= Task goal =
Quote each line exactly, from the line that contains "Pin each instance of the rear" down to the last line of the listing, and no other lines.

[start]

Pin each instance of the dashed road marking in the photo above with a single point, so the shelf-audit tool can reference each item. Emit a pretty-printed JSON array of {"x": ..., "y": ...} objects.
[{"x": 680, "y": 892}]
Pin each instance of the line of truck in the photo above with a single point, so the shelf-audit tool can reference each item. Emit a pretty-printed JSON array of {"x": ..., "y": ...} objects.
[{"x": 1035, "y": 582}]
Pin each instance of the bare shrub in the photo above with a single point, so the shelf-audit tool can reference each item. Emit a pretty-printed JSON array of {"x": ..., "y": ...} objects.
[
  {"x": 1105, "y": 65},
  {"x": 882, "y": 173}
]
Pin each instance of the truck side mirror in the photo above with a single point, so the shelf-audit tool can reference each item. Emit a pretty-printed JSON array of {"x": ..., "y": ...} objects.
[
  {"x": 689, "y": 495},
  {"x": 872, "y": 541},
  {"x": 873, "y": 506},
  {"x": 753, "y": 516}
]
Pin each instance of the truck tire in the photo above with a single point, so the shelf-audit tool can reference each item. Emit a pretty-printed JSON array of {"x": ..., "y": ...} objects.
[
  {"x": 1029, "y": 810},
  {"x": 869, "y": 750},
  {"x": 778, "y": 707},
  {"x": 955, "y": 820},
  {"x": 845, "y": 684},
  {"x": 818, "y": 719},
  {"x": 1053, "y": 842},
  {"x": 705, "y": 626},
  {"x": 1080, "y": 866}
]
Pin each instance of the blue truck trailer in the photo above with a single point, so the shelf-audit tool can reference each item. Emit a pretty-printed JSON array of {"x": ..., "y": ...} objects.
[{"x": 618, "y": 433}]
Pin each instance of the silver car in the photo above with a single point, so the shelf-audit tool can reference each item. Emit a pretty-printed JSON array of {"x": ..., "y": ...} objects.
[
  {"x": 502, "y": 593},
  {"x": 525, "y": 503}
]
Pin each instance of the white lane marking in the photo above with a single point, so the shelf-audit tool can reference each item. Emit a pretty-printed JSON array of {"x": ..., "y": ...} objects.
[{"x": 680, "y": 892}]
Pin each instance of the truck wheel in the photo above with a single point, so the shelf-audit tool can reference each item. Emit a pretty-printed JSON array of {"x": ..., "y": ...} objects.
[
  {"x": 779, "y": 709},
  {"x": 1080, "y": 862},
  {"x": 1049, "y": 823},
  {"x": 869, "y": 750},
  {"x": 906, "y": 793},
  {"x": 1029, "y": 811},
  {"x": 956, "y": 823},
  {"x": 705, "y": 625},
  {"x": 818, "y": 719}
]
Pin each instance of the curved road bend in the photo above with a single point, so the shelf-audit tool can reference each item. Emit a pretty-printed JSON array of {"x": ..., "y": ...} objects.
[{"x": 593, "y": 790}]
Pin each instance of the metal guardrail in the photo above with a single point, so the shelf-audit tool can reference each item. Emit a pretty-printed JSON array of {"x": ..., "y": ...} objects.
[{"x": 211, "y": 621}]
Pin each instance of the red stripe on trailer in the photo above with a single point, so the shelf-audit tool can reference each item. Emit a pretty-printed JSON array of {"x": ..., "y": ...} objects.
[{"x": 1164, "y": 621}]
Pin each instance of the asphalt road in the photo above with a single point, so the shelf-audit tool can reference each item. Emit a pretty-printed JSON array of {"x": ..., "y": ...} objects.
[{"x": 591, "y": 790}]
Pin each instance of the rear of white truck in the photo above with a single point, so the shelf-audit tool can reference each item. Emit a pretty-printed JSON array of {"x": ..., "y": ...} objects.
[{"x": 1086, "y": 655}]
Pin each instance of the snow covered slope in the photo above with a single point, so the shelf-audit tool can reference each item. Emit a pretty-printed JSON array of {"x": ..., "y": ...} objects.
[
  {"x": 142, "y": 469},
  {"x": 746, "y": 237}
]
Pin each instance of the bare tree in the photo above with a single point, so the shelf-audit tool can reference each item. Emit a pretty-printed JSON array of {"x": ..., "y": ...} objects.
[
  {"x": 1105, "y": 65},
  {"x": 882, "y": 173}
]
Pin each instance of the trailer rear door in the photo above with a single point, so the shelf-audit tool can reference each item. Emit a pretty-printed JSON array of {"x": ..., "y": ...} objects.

[end]

= The response =
Pin each instance of the rear of white truck in the photo above with a single point, so the shelf-audit tool can reference each item. Emit a pretty-printed JSON array of {"x": ..., "y": ...} objects.
[{"x": 1086, "y": 655}]
Pin each instance of the snow covered slope in the photo above with a single point, so the shelf-audit tool can reference each item. Emit a pretty-printed JSON array of {"x": ..., "y": ...} objects.
[
  {"x": 142, "y": 469},
  {"x": 746, "y": 237}
]
Pin each instance of the bare tree in the photo above with a single point, so the shelf-audit tool can reference each item. Emit a pretty-printed JSON array of {"x": ..., "y": ...} objects.
[
  {"x": 1105, "y": 65},
  {"x": 882, "y": 173}
]
Pin each instance of the trailer rear door in the photo above with a single point, so the shelf-audit tool can reference each item. Emit a pretty-printed JSON array of {"x": ..., "y": ...} objects.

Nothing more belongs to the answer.